• TASK PROMPT:
Pick out and copy each line in the rows below that contains the word "uniform". Only matches with the same uppercase and lowercase letters count.

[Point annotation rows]

== == ==

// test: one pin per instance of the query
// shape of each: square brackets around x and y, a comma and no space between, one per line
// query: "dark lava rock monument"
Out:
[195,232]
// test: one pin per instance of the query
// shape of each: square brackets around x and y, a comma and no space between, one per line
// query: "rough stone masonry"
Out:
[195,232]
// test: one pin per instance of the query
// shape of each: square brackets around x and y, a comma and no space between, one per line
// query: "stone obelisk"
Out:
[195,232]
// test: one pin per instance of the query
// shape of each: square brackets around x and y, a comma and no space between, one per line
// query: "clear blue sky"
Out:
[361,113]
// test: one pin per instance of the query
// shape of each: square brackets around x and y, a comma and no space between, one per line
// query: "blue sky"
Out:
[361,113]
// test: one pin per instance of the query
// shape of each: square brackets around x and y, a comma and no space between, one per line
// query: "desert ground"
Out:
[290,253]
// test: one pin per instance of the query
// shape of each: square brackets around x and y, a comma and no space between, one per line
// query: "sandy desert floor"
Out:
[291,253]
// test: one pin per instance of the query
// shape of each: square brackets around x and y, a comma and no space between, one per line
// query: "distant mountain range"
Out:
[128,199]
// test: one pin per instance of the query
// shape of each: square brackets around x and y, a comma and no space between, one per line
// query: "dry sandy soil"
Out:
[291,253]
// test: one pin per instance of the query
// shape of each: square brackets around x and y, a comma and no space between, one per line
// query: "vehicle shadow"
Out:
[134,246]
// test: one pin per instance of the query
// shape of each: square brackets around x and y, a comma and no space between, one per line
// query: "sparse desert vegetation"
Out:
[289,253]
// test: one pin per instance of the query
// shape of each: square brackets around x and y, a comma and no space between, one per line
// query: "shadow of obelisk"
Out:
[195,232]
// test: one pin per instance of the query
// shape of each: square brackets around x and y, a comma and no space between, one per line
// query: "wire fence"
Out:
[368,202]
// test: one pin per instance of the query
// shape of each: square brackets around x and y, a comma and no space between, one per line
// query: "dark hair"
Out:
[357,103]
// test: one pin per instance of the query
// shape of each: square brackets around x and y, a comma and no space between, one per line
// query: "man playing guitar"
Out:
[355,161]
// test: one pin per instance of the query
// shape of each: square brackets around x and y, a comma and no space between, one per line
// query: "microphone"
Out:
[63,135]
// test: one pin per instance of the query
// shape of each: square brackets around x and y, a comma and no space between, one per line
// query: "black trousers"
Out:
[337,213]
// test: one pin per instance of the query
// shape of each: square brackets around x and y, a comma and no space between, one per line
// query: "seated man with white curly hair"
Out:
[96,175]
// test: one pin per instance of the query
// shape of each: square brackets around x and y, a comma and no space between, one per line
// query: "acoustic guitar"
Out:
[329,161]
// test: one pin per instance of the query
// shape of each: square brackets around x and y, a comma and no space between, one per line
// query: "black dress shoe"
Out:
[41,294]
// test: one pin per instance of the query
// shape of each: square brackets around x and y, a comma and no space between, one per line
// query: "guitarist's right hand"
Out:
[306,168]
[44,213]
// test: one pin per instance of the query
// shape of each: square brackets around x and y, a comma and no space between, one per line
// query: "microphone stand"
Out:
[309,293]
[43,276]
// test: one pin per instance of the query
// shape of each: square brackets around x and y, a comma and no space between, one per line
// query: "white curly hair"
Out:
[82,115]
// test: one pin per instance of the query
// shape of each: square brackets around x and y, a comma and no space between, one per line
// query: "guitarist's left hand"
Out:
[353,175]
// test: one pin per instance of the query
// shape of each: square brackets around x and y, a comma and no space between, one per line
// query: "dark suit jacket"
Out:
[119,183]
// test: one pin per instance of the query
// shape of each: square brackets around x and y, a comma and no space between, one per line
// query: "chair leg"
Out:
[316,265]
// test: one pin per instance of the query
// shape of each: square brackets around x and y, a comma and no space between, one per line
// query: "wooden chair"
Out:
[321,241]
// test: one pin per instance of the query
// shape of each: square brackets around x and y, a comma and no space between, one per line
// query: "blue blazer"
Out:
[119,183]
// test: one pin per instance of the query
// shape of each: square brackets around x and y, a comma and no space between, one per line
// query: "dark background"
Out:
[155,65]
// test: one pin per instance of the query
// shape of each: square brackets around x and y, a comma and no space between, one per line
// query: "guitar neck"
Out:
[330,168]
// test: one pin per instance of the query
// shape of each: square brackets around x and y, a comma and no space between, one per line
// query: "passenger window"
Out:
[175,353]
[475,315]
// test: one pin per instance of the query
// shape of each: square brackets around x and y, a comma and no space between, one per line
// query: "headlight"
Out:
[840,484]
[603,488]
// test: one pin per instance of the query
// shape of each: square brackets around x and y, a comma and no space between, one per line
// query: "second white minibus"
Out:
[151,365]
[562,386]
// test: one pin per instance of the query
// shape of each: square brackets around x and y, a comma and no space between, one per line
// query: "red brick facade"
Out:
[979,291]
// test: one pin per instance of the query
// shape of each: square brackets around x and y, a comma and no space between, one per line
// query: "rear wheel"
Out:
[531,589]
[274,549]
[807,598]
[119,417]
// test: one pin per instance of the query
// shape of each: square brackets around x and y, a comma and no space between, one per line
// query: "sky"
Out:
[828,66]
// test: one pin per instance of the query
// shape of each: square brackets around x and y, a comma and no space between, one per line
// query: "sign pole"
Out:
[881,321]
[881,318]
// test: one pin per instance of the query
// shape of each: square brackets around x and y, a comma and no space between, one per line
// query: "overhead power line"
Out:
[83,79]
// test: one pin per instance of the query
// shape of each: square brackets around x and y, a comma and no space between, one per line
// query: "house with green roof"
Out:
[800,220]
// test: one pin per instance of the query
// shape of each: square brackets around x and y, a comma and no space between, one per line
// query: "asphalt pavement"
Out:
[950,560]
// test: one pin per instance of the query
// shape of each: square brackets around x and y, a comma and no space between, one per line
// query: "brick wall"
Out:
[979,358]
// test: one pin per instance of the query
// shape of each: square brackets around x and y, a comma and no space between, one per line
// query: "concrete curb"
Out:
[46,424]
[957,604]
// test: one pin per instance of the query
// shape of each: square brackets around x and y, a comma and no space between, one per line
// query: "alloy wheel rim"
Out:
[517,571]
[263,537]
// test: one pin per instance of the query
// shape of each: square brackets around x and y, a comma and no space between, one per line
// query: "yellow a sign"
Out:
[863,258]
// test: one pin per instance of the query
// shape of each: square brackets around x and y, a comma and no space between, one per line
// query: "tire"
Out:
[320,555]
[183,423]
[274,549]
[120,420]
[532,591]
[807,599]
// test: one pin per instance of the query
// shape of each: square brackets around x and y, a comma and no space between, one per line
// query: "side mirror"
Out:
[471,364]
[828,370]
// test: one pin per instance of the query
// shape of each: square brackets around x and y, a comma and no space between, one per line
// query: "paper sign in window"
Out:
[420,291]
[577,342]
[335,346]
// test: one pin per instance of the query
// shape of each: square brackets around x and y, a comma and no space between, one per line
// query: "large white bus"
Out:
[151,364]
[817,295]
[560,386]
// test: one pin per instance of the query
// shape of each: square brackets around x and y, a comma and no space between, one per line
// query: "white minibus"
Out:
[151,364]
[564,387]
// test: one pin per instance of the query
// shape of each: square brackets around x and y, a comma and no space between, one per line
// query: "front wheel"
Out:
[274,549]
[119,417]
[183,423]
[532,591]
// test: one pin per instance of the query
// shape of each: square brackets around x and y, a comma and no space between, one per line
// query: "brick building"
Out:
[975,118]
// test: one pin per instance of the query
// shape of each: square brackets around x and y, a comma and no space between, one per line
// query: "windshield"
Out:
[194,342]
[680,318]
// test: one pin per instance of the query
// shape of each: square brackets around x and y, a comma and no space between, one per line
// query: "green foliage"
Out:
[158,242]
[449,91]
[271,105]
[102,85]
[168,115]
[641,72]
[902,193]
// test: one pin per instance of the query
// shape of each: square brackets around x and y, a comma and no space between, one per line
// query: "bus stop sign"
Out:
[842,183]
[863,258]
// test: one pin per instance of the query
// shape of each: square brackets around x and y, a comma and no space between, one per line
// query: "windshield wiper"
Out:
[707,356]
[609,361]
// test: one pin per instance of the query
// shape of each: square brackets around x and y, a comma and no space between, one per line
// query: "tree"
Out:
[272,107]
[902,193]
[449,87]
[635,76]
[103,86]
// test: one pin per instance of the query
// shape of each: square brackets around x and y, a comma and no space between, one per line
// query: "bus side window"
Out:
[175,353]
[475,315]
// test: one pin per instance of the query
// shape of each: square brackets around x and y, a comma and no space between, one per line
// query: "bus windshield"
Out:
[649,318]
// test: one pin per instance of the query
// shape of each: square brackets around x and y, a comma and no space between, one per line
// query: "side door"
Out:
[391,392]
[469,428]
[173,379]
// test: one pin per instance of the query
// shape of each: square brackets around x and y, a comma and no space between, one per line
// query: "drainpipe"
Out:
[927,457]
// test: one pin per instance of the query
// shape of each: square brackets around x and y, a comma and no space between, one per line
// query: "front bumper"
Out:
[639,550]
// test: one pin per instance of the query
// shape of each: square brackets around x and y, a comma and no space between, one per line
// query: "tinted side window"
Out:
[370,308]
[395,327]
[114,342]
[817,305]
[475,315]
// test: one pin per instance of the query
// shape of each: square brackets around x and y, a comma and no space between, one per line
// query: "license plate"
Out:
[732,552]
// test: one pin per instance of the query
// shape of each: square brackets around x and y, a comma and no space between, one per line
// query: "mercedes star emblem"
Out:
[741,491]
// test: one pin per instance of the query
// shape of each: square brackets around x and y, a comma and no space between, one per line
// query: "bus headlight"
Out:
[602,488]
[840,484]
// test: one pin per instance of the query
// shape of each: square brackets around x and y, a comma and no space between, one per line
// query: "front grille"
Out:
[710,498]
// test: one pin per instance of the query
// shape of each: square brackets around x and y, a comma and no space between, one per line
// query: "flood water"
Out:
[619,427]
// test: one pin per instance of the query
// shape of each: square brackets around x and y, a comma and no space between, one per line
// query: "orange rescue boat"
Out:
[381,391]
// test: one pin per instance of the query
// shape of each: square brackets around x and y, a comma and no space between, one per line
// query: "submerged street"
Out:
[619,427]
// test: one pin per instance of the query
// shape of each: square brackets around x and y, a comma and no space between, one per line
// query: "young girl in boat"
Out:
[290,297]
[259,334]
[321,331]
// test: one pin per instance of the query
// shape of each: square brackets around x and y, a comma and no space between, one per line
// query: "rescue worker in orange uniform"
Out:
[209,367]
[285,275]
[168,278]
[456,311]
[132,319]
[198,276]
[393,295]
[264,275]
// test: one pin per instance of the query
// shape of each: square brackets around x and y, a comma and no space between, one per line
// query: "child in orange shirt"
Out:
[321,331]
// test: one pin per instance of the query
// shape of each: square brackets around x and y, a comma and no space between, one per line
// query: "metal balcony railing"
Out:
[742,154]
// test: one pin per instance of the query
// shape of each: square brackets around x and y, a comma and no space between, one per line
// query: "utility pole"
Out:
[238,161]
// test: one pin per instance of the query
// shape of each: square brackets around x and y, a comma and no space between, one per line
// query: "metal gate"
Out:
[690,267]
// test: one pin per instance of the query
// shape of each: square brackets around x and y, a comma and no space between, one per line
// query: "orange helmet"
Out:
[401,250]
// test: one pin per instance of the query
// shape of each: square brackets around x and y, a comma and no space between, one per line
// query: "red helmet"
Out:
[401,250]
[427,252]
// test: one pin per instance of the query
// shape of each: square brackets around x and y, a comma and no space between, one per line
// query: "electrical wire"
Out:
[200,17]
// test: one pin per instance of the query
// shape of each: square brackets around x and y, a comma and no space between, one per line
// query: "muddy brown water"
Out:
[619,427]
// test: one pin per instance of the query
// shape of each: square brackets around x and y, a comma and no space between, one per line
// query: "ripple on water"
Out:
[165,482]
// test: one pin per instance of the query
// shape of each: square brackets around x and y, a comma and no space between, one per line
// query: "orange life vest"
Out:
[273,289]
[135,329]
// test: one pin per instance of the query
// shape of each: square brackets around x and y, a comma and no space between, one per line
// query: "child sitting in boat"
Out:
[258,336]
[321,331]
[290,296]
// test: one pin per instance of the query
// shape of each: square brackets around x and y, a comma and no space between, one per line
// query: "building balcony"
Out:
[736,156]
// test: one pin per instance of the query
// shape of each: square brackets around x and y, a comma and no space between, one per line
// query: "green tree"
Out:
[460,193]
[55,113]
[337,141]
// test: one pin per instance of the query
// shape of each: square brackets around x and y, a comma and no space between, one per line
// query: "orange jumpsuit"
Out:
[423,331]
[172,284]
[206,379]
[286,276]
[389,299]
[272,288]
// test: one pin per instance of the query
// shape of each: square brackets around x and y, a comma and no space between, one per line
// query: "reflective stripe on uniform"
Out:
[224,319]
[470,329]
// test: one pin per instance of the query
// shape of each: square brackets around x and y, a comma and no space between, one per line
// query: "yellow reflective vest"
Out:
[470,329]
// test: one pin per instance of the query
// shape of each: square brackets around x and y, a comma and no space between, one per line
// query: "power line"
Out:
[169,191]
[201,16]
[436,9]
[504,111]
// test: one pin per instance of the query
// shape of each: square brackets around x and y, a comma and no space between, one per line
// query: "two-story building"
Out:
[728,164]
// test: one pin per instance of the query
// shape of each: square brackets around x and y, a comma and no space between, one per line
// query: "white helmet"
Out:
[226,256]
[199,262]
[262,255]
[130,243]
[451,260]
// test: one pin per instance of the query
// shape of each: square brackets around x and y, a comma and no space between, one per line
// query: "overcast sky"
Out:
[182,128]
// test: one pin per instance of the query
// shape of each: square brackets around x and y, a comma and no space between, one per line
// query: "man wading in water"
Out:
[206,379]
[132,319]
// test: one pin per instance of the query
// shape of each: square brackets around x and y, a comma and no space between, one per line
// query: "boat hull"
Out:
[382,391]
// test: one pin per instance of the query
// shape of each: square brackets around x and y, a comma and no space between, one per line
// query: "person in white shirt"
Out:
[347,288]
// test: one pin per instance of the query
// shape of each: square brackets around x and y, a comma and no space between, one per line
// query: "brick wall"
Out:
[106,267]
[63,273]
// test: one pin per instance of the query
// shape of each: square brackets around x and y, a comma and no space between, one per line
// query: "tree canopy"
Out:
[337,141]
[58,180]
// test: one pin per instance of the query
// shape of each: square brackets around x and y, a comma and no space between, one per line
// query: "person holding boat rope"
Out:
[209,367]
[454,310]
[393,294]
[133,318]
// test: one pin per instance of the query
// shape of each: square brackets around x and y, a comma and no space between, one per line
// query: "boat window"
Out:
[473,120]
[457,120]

== == ==

• WRITTEN RESPONSE:
// query: "rescue worker in orange uniform"
// query: "reflective stripe on uniform"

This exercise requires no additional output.